Reading passage —

____________

Artificial intelligence ethics the same as other new technology

[Editor’s note: Brian Patrick Green is Assistant Director of Campus Ethics Programs at the Markkula Center for Applied Ethics and faculty in the School of Engineering at Santa Clara University. He has a strong interest in the dialogue between science, theology, technology, and ethics.  He has written and talked on genetic anthropology, the cognitive science of the virtues, astrobiology and ethics, cultural evolution and Catholic tradition, medical ethics, Catholic moral theology, Catholic natural law ethics, transhumanism, and many other topics. He blogs at TheMoralMindfield and many of his writings are available at his profile. He spoke to Charles Camosy about the ethical challenges posed by advances in artificial intelligence.]

Camosy: One can’t follow the news these days without hearing about artificial intelligence, but not everyone may know precisely what it is. What is AI?

Artificial intelligence, or AI, can be thought of as the quest to construct intelligent systems that act similarly to or imitate human intelligence. AI thereby serves human purposes by performing tasks which would otherwise be fulfilled by human labor without needing a human to actually perform the task.

____________

Exercise goal —
Carry the interview on artificial intelligence ethics forward, starting after its last sentence.

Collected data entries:

____________

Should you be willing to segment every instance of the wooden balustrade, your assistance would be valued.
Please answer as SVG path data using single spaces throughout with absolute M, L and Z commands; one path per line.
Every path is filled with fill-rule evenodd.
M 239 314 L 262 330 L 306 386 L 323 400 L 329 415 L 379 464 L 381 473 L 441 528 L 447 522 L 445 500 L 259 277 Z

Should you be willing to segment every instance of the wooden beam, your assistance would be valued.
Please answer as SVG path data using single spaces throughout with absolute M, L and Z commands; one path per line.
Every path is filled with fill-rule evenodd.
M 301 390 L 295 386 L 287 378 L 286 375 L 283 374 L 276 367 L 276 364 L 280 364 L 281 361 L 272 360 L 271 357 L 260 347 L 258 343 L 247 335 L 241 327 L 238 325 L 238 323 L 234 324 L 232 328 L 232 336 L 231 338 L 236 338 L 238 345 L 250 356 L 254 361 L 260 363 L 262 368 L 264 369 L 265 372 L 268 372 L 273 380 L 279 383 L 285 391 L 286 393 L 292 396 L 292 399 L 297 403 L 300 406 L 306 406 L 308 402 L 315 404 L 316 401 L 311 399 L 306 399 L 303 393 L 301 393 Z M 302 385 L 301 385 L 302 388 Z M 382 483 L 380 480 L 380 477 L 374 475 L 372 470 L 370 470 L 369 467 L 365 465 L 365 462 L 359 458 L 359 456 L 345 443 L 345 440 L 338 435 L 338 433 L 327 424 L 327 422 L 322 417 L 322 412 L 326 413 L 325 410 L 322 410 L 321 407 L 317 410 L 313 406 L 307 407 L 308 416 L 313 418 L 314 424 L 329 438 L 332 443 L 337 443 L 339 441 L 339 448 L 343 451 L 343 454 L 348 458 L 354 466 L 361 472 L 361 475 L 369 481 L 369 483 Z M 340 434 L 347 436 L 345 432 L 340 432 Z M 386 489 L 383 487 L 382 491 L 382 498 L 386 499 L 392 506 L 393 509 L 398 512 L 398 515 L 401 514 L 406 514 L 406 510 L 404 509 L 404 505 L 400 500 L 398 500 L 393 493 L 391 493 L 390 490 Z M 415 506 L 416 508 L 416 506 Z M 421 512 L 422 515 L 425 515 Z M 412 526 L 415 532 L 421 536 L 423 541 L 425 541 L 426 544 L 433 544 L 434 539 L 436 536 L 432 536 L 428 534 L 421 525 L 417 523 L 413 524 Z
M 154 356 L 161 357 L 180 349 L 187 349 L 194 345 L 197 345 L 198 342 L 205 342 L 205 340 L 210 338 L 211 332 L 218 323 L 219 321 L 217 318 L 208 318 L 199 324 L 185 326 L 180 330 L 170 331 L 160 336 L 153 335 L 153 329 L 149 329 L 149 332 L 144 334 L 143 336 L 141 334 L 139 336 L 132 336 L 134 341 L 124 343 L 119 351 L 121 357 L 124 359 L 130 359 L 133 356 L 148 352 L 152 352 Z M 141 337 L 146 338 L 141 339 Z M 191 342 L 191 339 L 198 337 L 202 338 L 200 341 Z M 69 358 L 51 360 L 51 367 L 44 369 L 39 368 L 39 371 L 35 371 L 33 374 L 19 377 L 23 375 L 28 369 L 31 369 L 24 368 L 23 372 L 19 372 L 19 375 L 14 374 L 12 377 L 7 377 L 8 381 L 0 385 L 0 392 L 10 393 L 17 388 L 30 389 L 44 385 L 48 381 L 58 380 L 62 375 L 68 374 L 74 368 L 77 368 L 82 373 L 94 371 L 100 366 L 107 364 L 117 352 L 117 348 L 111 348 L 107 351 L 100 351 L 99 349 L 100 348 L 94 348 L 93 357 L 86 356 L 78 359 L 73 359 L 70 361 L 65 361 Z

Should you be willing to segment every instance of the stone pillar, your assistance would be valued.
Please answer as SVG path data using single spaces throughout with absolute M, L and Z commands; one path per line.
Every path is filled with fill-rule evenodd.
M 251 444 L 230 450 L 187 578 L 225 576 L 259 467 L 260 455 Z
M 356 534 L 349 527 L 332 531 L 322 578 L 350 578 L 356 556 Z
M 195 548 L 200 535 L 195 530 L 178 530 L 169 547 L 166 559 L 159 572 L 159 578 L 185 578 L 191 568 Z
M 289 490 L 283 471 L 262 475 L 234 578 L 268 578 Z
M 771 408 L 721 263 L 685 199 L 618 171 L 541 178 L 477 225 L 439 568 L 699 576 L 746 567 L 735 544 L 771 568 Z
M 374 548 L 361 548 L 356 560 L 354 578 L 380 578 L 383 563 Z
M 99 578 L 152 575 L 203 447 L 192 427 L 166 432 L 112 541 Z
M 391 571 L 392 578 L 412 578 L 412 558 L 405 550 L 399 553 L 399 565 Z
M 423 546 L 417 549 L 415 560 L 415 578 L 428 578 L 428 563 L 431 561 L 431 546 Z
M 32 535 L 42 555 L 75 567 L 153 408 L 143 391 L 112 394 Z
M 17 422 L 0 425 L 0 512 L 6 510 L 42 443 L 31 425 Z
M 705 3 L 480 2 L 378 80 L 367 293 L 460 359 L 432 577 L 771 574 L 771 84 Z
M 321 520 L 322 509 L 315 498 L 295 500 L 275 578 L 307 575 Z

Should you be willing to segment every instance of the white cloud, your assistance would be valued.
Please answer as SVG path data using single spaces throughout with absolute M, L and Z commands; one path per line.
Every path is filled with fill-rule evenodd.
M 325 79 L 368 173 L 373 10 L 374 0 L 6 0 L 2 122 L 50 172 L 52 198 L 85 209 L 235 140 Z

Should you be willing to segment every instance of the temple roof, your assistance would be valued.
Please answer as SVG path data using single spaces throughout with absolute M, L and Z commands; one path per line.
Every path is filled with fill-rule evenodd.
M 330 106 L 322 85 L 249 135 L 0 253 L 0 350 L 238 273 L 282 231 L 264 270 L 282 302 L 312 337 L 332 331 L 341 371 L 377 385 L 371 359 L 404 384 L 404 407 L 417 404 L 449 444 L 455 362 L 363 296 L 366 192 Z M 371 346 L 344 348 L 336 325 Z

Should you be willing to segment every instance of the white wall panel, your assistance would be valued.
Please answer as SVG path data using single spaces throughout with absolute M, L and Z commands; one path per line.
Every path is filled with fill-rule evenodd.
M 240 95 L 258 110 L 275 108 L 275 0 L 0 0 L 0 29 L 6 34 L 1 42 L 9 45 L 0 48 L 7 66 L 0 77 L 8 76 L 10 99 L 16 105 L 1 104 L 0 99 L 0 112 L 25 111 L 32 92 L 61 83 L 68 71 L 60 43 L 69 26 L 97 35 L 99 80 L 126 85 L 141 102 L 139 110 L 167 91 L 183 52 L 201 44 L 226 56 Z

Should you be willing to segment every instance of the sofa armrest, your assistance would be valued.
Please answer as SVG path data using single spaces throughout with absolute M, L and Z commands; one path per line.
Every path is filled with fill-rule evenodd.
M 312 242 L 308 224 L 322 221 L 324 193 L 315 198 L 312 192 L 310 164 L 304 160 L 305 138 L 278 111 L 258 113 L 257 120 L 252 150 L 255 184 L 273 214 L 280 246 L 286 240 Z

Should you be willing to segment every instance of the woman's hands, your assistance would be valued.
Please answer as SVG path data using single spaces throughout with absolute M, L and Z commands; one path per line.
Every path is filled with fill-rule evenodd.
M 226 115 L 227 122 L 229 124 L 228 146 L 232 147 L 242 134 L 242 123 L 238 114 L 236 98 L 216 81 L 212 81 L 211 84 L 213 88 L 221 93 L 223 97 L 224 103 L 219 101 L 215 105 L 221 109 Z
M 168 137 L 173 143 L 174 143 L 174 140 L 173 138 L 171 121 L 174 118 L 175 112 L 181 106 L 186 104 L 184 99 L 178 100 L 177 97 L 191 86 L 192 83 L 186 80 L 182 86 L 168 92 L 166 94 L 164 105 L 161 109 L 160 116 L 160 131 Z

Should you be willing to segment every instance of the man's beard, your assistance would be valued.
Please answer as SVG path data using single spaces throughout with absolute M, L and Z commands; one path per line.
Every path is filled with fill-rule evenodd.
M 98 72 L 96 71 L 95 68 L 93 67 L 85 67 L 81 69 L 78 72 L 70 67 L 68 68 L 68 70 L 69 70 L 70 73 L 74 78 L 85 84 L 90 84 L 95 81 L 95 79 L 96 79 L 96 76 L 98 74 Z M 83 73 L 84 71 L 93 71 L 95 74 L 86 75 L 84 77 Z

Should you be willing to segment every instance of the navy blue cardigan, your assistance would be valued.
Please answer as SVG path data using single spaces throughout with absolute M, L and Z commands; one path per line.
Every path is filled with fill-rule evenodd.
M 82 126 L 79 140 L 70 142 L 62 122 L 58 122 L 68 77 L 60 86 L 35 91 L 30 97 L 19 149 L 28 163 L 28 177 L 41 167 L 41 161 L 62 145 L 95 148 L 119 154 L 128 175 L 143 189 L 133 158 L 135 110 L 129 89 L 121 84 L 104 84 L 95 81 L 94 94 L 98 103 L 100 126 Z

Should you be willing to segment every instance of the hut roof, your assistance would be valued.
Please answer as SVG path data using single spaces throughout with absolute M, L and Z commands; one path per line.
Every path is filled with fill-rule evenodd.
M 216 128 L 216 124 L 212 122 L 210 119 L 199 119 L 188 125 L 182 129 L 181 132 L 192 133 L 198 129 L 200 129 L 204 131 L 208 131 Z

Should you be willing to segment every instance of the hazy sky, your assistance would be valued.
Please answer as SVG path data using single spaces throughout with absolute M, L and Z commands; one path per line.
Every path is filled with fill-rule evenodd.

____________

Output for this exercise —
For example, one form of AI is machine learning, which involves computer algorithms (mathematical formulas in code) being trained to solve, under human supervision, specific problems, such as how to understand speech or how to drive a vehicle. Often AI algorithms are developed to perform tasks which can be very easy for humans, such as speech or driving, but which are very difficult for computers. However, some kinds of AI are designed to perform tasks which are difficult or impossible for humans, such as finding patterns in enormous sets of data.

AI is currently a very hyped technology and expectations may be unrealistic, but it does have tremendous promise and we won’t know its true potential until we explore it more fully.